## Work to complete:
1. Rewrite the stretch of the essay on Gnosticism from "Naturally enough, Maccoby" through "chronological reasons alone.", changing "Platonism" to "Stoicism".
2. In the essay on Gnosticism, which scholars does Maccoby follow in seeing Christianity as having doctrinal ideas derived from Gnosticism?

## Reading text:
WAS GNOSTICISM THE SOURCE OF FIRST-CENTURY CHRISTIAN DOCTRINE?

Did This Ancient Roman Religious Movement Influence the New Testament?[1]

By Eric V. Snow

The Talmudic scholar Hyam Maccoby strongly emphasizes the influence that the ancient Hellenistic religious/philosophical movement called Gnosticism supposedly had on early Christianity. Many of his arguments are like those made by higher critics in general, not just some Jews, against Christianity’s truth are based upon the claim that first-century Christian doctrine came directly from Gnosticism. By stressing the similarities and ignoring or discounting the differences, Maccoby portrays Paul as a moderate Gnostic (such as in his view of God and Satan) who also adopted ideas from the mystery cults.[i]

Naturally enough, Maccoby here merely follows in the footsteps of such scholars as Bousset, Reitzenstein, and Bultmann in seeing Christianity as having doctrinal ideas derived from Gnosticism. But what exactly is Gnosticism? The definitional issue is foundational to determining whether Gnosticism existed before Christianity. A broad definition could allow the label of "Gnosticism" to fit such a pre-Christian philosophical movement as Platonism, which upheld a strong spirit-matter dualism. But a narrow definition makes it nearly impossible to prove "Gnosticism" emerged before Christianity. And if Gnosticism didn’t exist before Christianity, the former couldn't have determined the latter's theological content for chronological reasons alone.

Stored items
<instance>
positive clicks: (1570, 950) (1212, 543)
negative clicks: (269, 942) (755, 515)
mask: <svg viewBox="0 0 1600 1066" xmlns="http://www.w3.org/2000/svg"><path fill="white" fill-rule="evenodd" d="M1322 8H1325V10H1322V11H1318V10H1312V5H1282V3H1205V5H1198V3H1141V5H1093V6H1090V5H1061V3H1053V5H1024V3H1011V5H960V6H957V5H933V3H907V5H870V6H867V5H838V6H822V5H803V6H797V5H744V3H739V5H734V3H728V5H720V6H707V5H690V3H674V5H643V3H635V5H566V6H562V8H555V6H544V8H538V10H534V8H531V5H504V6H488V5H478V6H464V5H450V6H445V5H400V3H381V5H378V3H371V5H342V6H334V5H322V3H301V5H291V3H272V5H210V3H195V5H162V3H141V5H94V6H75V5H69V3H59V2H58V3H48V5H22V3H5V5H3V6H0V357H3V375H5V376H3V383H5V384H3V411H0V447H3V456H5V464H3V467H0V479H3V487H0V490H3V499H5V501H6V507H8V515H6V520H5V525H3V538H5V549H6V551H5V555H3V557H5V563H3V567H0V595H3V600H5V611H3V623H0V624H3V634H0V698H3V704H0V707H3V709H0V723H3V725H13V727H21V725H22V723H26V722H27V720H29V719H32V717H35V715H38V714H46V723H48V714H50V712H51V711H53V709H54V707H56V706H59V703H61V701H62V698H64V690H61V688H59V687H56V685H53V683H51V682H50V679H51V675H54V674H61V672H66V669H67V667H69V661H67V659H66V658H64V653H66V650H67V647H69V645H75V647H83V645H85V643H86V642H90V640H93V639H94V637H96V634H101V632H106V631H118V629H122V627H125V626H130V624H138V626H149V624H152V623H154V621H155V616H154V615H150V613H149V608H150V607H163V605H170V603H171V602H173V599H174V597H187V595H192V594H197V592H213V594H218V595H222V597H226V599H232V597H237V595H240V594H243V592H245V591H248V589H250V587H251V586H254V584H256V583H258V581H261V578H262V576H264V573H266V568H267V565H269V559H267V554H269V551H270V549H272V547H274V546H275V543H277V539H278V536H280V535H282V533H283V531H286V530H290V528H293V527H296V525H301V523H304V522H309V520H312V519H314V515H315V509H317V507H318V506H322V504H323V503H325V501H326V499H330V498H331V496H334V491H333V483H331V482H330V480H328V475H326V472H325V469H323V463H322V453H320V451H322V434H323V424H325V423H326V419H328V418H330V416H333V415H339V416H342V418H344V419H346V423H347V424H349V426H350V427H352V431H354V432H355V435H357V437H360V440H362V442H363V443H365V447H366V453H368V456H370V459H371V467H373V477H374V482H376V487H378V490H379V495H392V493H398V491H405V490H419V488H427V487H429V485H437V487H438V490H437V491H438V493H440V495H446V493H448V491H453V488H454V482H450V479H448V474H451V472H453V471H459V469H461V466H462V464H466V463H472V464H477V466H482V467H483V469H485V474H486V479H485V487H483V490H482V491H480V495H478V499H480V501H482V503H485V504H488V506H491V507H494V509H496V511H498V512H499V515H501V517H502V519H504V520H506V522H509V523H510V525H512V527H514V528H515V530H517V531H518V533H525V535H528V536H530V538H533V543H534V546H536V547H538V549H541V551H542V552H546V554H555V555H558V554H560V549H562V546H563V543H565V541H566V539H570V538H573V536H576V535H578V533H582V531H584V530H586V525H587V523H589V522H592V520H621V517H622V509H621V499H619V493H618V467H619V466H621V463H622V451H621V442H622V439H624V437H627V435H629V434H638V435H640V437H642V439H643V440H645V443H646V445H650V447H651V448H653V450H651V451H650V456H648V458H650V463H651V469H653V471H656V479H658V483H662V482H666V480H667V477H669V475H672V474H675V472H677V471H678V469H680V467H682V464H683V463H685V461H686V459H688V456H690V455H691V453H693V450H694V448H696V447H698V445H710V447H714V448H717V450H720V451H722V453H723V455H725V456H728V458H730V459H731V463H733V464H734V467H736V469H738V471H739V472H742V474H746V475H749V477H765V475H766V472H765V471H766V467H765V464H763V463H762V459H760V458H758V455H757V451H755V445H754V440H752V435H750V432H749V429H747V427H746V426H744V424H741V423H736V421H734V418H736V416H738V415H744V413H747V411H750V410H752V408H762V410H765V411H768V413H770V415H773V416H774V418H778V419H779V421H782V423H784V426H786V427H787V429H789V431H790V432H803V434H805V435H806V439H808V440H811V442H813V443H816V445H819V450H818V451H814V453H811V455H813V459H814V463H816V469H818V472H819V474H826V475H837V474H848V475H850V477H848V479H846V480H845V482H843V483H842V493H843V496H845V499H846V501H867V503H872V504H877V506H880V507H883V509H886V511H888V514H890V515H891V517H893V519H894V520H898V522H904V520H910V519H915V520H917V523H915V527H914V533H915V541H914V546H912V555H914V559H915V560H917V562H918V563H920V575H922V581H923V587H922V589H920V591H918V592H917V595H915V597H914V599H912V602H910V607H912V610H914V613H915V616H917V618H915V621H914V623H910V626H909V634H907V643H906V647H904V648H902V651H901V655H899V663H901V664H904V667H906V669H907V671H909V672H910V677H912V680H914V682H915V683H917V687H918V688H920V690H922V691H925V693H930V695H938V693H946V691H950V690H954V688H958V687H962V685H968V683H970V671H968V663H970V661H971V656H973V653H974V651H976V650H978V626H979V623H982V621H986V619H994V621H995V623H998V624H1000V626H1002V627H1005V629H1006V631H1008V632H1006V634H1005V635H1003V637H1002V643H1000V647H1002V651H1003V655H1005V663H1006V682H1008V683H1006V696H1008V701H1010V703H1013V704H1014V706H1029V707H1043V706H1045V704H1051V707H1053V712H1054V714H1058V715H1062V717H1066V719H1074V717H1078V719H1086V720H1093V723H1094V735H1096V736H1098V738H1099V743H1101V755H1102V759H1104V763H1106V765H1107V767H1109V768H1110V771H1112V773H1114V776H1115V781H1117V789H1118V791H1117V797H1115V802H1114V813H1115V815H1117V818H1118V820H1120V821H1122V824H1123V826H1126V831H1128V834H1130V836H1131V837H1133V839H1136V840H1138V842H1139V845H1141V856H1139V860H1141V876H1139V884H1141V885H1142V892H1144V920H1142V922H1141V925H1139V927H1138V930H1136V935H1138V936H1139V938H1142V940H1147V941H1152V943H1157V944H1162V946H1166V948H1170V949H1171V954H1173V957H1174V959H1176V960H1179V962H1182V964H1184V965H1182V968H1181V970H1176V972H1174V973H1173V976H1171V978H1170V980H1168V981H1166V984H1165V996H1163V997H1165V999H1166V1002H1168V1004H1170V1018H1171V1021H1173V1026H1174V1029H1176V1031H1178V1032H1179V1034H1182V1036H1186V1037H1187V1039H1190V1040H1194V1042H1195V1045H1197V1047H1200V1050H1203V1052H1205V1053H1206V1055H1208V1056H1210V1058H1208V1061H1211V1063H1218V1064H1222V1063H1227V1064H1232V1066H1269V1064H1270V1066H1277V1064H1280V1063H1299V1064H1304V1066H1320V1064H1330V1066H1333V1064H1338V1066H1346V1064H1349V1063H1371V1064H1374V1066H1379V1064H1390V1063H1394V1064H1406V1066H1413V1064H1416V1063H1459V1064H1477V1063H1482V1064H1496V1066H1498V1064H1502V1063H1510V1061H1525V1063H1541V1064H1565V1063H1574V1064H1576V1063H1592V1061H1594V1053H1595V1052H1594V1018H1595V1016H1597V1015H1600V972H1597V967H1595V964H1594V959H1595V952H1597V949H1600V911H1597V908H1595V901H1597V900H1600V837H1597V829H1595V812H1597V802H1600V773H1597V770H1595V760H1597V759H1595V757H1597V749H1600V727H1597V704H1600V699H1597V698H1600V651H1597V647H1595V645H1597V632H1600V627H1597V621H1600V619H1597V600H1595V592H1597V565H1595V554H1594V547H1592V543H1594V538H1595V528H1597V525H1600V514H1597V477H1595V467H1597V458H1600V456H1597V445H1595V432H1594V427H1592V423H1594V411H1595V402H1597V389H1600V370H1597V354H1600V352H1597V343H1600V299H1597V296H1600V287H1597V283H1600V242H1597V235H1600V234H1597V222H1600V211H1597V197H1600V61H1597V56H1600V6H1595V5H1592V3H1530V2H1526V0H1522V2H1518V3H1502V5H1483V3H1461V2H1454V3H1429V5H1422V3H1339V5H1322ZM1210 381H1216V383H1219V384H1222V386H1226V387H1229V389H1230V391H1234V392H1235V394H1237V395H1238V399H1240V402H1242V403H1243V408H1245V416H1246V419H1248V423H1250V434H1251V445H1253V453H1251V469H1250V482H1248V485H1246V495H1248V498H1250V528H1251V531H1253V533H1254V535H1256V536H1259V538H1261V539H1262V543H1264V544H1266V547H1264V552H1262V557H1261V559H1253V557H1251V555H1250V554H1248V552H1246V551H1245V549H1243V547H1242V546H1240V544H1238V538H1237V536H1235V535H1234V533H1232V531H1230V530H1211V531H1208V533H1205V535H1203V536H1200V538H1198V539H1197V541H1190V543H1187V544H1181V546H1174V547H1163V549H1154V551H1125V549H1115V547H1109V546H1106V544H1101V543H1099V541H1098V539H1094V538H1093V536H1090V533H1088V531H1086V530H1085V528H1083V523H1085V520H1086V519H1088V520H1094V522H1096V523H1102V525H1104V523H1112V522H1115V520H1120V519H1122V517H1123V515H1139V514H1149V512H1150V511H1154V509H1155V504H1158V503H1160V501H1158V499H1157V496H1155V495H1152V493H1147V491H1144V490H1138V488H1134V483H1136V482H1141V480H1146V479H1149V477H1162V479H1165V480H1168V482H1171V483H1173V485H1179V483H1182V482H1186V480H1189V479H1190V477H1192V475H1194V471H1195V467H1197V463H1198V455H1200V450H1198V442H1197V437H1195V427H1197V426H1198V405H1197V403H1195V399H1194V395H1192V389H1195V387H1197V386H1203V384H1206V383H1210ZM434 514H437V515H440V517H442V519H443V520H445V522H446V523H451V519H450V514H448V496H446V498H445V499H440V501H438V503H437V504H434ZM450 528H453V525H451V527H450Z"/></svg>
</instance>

## Results:
1.
Naturally enough, Maccoby here merely follows in the footsteps of such scholars as Bousset, Reitzenstein, and Bultmann in seeing Christianity as having doctrinal ideas derived from Gnosticism. But what exactly is Gnosticism? The definitional issue is foundational to determining whether Gnosticism existed before Christianity. A broad definition could allow the label of "Gnosticism" to fit such a pre-Christian philosophical movement as Stoicism, which upheld a strong spirit-matter dualism. But a narrow definition makes it nearly impossible to prove "Gnosticism" emerged before Christianity. And if Gnosticism didn’t exist before Christianity, the former couldn't have determined the latter's theological content for chronological reasons alone.

2. Bousset, Reitzenstein, and Bultmann.